- BRANO DI LETTURA
──────────

Il successo di “Donda” l'ultimo disco di Kanye West (in vetta per la prima settimana anche nella classifica FIMI, qui la recensione ) è targato anche Italia. L'ingegnere del suono di quel disco è nato e cresciuto a Conegliano Veneto: dal 2006 quando si è trasferito in America è diventato uno dei nomi più richiesti nel mondo hip-hop e urban. Ha già lavorato nei dischi di Jay-Z, Jennifer Lopez, Common, Snoop Dogg, Sia, Kid Cudi e mille altre nomi della scena rap e urban statunitense che trovate sul suo sito Il suo nome è Maurizio Sera, ma è noto a tutti come Irko M Sera. Lo abbiamo raggiunto telefonicamente nel suo studio a Los Angeles per farci raccontare un po' di lui e del suo lavoro al tavolo del mix.
Quali sono stati i tuoi inizi in Italia?

──────────

- ESTRATTO DEI DATI
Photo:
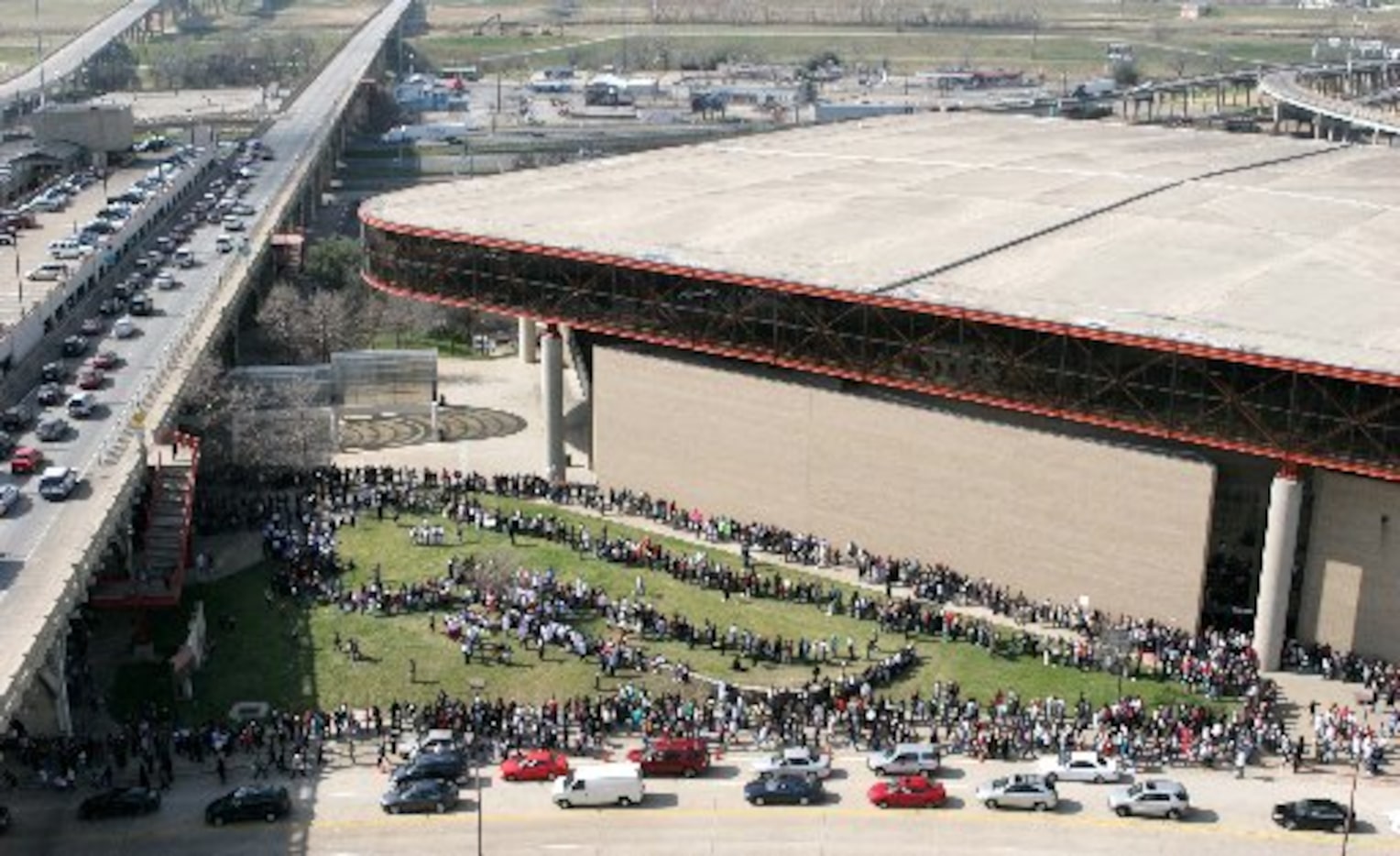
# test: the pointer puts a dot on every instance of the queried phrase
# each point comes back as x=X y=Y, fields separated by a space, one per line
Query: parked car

──────────

- COMPITO ASSEGNATO A
Riscrivi in forma di elenco puntato il paragrafo del brano su Irko M Sera che comincia con "Il successo di “Donda”", conservandone i fatti principali.
- COMPITO ASSEGNATO B
Secondo il brano su Irko M Sera, in quale città è nato e cresciuto l'ingegnere del suono di "Donda"?
- COMPITO ASSEGNATO C
Per favore, prosegui il brano su Irko M Sera dal punto in cui si interrompe.
Per svolgere i compiti i dati non servono.

- RISPOSTA ATTESA A
- "Donda", l'ultimo disco di Kanye West, è arrivato primo nella prima settimana anche nella classifica FIMI.
- L'ingegnere del suono del disco è Maurizio Sera, noto come Irko M Sera, nato e cresciuto a Conegliano Veneto.
- Dal 2006 vive in America ed è diventato uno dei nomi più richiesti nell'hip-hop e nell'urban.
- Ha lavorato ai dischi di Jay-Z, Jennifer Lopez, Common, Snoop Dogg, Sia, Kid Cudi e di molti altri artisti rap e urban statunitensi.
- È stato raggiunto al telefono nel suo studio di Los Angeles per raccontare di sé e del suo lavoro al mix.

- RISPOSTA ATTESA B
A Conegliano Veneto.

- RISPOSTA ATTESA C
Io ho sempre avuto una grande passione per l'audio, prima ancora che per la musica. Che è una cosa strana, solitamente avviene al contrario. Ed è per questo che poi mi sono innamorato della musica hip-hop che al tempo (erano gli anni 90) era il genere che aveva più “contenuto sulle basse”, specialmente quello proveniente da NewYork. E quindi mi sono concentrato fin da subito su questo genere, aprendo ormai più di vent'anni fa il mio primo studio di registrazione, specializzato nell'hip-hop e quindi per pochissimi. A me non interessava il pubblico dell'hip-hop, ma volevo solo migliorare il mio lavoro del mix su quella musica. Così una volta affinato la tecnica sono andato negli States.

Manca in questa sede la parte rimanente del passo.